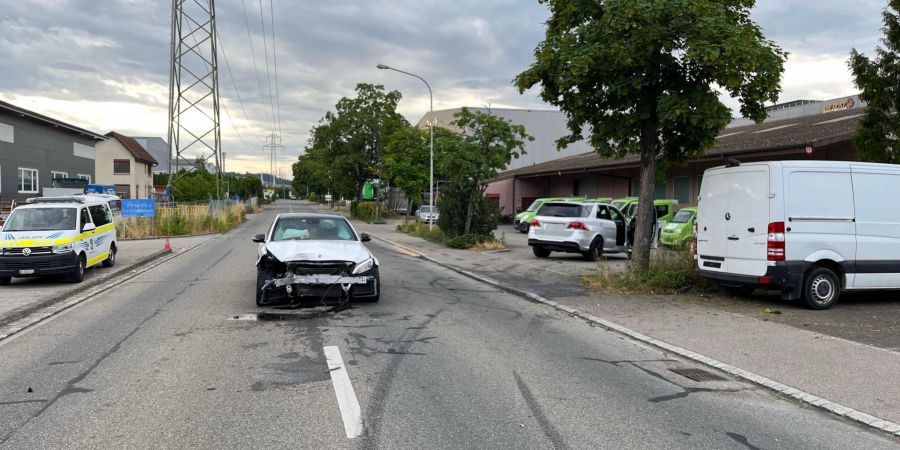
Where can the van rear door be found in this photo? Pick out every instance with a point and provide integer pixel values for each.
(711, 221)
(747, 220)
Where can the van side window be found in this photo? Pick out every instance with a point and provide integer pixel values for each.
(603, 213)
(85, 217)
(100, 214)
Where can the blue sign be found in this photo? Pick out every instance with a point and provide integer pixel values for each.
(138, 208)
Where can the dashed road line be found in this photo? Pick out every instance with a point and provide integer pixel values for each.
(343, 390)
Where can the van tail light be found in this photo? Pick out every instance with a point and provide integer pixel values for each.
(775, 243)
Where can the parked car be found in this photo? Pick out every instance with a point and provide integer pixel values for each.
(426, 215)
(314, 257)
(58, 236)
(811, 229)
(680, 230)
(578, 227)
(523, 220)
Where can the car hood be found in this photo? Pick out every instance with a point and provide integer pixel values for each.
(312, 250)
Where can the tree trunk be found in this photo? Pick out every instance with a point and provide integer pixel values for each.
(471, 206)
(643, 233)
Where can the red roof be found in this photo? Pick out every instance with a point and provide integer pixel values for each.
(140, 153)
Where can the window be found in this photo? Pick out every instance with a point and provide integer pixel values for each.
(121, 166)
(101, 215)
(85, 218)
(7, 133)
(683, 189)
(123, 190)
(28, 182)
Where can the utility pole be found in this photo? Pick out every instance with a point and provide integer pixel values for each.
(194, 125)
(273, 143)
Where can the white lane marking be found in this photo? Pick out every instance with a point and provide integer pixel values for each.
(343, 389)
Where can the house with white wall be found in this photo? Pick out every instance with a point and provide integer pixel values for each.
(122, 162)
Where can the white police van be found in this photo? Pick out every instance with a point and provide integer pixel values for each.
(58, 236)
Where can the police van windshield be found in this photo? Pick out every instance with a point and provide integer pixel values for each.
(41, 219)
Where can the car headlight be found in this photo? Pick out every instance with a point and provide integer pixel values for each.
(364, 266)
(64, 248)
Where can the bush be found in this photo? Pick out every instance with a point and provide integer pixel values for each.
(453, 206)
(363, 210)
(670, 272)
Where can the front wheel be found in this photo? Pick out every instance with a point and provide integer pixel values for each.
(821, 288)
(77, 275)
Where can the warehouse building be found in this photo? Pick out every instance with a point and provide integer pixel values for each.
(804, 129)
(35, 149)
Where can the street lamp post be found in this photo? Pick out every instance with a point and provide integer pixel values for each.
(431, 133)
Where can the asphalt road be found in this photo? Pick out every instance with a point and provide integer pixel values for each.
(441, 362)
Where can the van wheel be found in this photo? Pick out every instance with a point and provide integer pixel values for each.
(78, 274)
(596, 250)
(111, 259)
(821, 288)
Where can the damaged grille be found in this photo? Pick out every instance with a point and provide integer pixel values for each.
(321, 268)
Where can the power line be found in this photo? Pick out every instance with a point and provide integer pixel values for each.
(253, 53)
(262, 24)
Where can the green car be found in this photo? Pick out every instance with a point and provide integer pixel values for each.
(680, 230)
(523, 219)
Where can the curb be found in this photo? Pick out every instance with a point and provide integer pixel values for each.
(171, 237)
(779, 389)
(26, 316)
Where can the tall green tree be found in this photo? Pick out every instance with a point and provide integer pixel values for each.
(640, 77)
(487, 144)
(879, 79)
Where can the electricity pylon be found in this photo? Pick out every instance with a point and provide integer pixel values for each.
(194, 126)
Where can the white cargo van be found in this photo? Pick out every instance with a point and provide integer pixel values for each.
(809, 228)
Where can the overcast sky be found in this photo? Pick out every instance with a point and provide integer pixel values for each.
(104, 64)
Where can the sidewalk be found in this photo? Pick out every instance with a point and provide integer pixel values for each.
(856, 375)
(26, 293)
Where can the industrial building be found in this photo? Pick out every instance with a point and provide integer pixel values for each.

**Description of the task:** What you produce must match the listing word for word, with no images in it.

**Completed task:**
Where can the van rear door be found in this photo? Pick out every instance with a point and provide integer pixel values for each.
(711, 221)
(747, 220)
Where can the van side window be found in this photo? Pick out every instance with a point and provide integer pixel values for each.
(603, 213)
(85, 217)
(100, 214)
Where can the blue sign be found in this photo? Pick out every instance with a point and provide integer pixel values for each.
(138, 208)
Where can the dashed road line be found in this photo? Pick out every instance with a point and provide integer pixel values for each.
(343, 390)
Where can the van tail light be found in this photo? Pick out every instance with a point and provide integer pixel values for each.
(775, 243)
Where can the parked car be found in this photo? Pick out every instance with a point and provide integer pixel values for each.
(426, 215)
(314, 257)
(58, 236)
(811, 229)
(680, 230)
(578, 227)
(523, 220)
Where can the car hood be found in this photo? Pick out every instance with a point and provide integer pixel values for each.
(312, 250)
Where can the tree trunk be found in this photo? Pick out every instance with a point and provide integer pixel values for each.
(471, 206)
(643, 233)
Where can the red roof be found in this photo? Pick out every instance with a point and provide integer pixel values for each.
(140, 153)
Where can the window be found in this photo? Pick out every instance with a point and provide integer pixel values for each.
(121, 166)
(101, 215)
(85, 218)
(7, 133)
(683, 189)
(123, 190)
(28, 182)
Where can the utility pole be found in this photo? Pick out every instance with a point and provide integer pixel values for each.
(194, 125)
(273, 143)
Where can the white lane marking be found in this photo? Pick out every instance with a point and provide integer pixel values for each.
(343, 389)
Where can the house with white wall be found in this photo? Pick out every instance with a point and provide integer pixel values for each.
(122, 162)
Where can the white police van be found in this photo? Pick out every instance with a point and provide integer pixel values for each.
(58, 236)
Where can the police van windshield be found in this photo? Pick out every instance with a point and provide integer pixel values for each.
(41, 219)
Where can the car headlight be found in this photo? Pick out every instance with a point and provide integer pixel values for each.
(364, 266)
(64, 248)
Where can the bush be found in this photo? Pick out every instance with a point and provide integer pixel values for each.
(453, 206)
(363, 210)
(670, 272)
Where can the front wheel be found in this photo? Pick out every instance with a point and provide integer pixel values for each.
(821, 288)
(77, 275)
Where can the warehouse building be found in this photo? Pick out every instance with a point and provide integer pixel values for each.
(804, 129)
(35, 149)
Where can the street lamp post be found in this photo? Pick out every instance with a point and provide integer pixel values for each.
(431, 133)
Where can the asphalt road be found in this photo? Pick out every instance with a point and provide integer pixel values for each.
(441, 362)
Where can the van wheel be found in this photo? Pick out every instance with a point and provide integer pixel values for each.
(78, 274)
(596, 250)
(111, 259)
(821, 288)
Where can the damaged grille be found in this photo? Pick out every instance with a point and provide integer pixel values for each.
(321, 268)
Where can the power line be found in this photo? Pick out every instance with a point and provide integer pixel values for each.
(253, 53)
(262, 24)
Where can the green car be found in this photo? Pick out every instance with a point and provide integer pixel values for each.
(680, 230)
(523, 219)
Where can the curb be found in this photo? Pick out every instance with a point and provide integer pixel values for each.
(171, 237)
(779, 389)
(26, 316)
Where can the tall green tree be found in this photo? Pick out every instance with a point and provide integer pixel values for each.
(640, 77)
(487, 144)
(879, 79)
Where can the electricity pylon be found in this photo? Pick out every instance with a point and provide integer pixel values for each.
(194, 126)
Where can the white cargo van be found in this photo? Pick out every instance with a point and provide integer pixel values for each.
(809, 228)
Where can the overcast sky be found in this photo? Pick out every instance with a point and provide integer pixel values for each.
(104, 64)
Where can the sidewalk be found in this photo? Pick out every instance with a point and provide integer pixel values for each.
(856, 375)
(26, 293)
Where can the industrial building be found in this photo? Pick out every instance with a point and provide integer pixel values for each.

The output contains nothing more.